[Brief 1]: List all of the photo captions in the article on world population reaching seven billion.
[Brief 2]:
Answer these questions from the article on world population reaching seven billion:
(a) How many of the world's seven billion people are between the ages of 10 and 24?
(b) What was the world population in 1804?
(c) About how fast is Africa's population growing each year?

[Text section]:
···
World Population Jumps to Seven Billion
LONDON, UK, October 26, 2011 (ENS) – In five days, there will be an unprecedented seven billion people on Earth, the United Nations projects in a new State of World Population 2011 report released today in London and in more than 100 other cities throughout the world.
UNFPA Executive Director Babatunde Osotimehin (Photo courtesy UN)
How we respond now will determine whether we have a future marked by environmental decline, inequalities and economic setbacks or a healthy, sustainable and prosperous future, says the UN Population Fund in its report, “People and Possibilities in a World of 7 Billion.”
The seven billion mark “is a challenge, an opportunity and a call to action,” said UNFPA Executive Director Dr. Babatunde Osotimehin at the report’s launch in London. “Today’s milestone is a reminder that we must act now.”
Of the world’s seven billion, 1.8 billion are young people between the ages of 10 and 24, Dr. Osotimehin observed. “Young people hold the key to the future, with the potential to transform the global political landscape and to propel economies through their creativity and capacities for innovation. But the opportunity to realize youth’s great potential must be seized now.”
“From the Arab Spring to the sit-ins on Wall Street, the people are demanding change. They are young, part of the largest youth generation our world has ever known, and they are determined,” he advised.
School registration crowd in Otuam, Ghana, October 4, 2011 (Photo by Eleanor Herman)
“We should be investing in the health and education of our youth,” Dr. Osotimehin advised. “This would yield enormous returns in economic growth and development for generations to come.”
“With planning and the right investments in people now – to empower them to make choices that are not only good for themselves, but also for our global commons – our world of seven billion can have thriving sustainable cities, productive labor forces that fuel economies, and youth populations that contribute to the well-being of their societies,” Dr. Osotimehin wrote in his Foreword to the report.
The State of World Population 2011 is a report from the field, where demographers, policy makers, governments, civil society and individuals are dealing with population trends from ageing to rapidly rising numbers of young people, from high population growth rates to shrinking populations, and from high rates of urbanization to rising international migration.
The report illustrates these issues through personal stories from residents of China, Egypt, Ethiopia, Finland, India, Mexico, Mozambique, Nigeria and the former Yugoslav Republic of Macedonia.
Family in India (Photo courtesy Plan Asia)
The record population size can be viewed as a success for humanity because it means that people are living longer and more children are surviving into adulthood, the report emphasizes.
But it illuminates the disparities that exist among and within countries, between men and women, girls and boys. The UN recognizes that charting a path now to development that promotes equality, rather than reinforcing inequalities, is more important than ever.
The rate of global population increase is rising but stabilizing, the data show. Just 12 years ago, in 1999, the world population was six billion; and 12 years before that, in 1987, there were five billion people on Earth.
The billion-person jump before that took 15 years, from 1959 to 1974, and the jump from three to four billion people took 32 years, from 1927 to 1959. Back in 1804, the world population numbered only one billion.
A separate UN report in May foresees a global population of 9.3 billion people in 2050, and more than 10 billion by the end of this century. Much of this increase is expected to come from high fertility countries – 39 in Africa, nine in Asia, six in Oceania and four in Latin America.
Today, 60 percent of the world population lives in Asia and 15 percent in Africa.
But Africa’s population is growing about 2.3 percent a year, a rate more than double that of Asia, with its one percent growth rate.
···
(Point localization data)
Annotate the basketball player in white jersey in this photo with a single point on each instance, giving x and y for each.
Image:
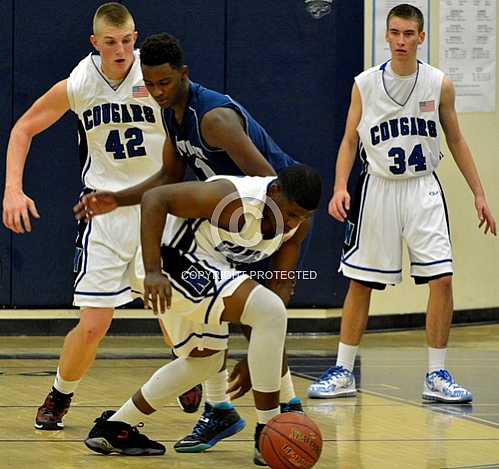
(192, 282)
(121, 133)
(397, 112)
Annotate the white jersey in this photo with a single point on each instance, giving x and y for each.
(400, 140)
(121, 134)
(206, 241)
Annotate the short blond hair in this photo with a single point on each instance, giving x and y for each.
(113, 14)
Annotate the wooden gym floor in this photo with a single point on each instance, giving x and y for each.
(385, 426)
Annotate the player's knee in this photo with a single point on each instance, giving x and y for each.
(264, 309)
(92, 332)
(443, 284)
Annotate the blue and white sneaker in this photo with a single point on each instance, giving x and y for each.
(440, 386)
(214, 425)
(334, 382)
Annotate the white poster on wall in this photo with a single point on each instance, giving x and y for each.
(468, 52)
(380, 49)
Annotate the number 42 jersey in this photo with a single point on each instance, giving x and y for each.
(121, 134)
(400, 140)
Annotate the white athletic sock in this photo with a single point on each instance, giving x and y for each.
(287, 389)
(128, 413)
(66, 387)
(436, 359)
(179, 376)
(263, 416)
(215, 388)
(346, 356)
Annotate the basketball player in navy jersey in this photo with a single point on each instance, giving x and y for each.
(212, 134)
(192, 234)
(396, 112)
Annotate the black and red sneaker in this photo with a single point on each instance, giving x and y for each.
(191, 400)
(119, 437)
(53, 410)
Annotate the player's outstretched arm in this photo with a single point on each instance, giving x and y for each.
(462, 155)
(223, 128)
(283, 264)
(101, 202)
(340, 201)
(45, 111)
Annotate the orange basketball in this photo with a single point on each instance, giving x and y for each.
(291, 441)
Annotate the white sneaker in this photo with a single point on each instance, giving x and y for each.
(334, 382)
(440, 386)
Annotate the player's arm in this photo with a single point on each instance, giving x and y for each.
(340, 201)
(185, 200)
(98, 203)
(462, 154)
(45, 111)
(283, 264)
(223, 128)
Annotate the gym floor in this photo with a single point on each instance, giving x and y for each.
(385, 426)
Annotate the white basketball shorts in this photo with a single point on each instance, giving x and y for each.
(385, 212)
(108, 260)
(199, 287)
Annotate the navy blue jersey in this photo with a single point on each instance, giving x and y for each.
(207, 161)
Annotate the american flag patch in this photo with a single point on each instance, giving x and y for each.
(139, 91)
(427, 106)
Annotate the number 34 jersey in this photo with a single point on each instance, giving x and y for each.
(121, 134)
(400, 140)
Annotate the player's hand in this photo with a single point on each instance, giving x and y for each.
(157, 292)
(96, 203)
(17, 208)
(284, 288)
(240, 381)
(485, 215)
(339, 205)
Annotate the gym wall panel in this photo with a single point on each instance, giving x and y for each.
(200, 27)
(6, 19)
(295, 73)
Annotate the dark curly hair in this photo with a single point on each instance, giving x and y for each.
(160, 49)
(301, 184)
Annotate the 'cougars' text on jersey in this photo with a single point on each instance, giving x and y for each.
(397, 140)
(121, 134)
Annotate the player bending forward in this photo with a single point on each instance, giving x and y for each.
(189, 264)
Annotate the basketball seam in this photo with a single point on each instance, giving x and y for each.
(285, 462)
(312, 456)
···
[Result 1]:
UNFPA Executive Director Babatunde Osotimehin (Photo courtesy UN)
School registration crowd in Otuam, Ghana, October 4, 2011 (Photo by Eleanor Herman)
Family in India (Photo courtesy Plan Asia)

[Result 2]:
(a) 1.8 billion
(b) One billion
(c) About 2.3 percent a year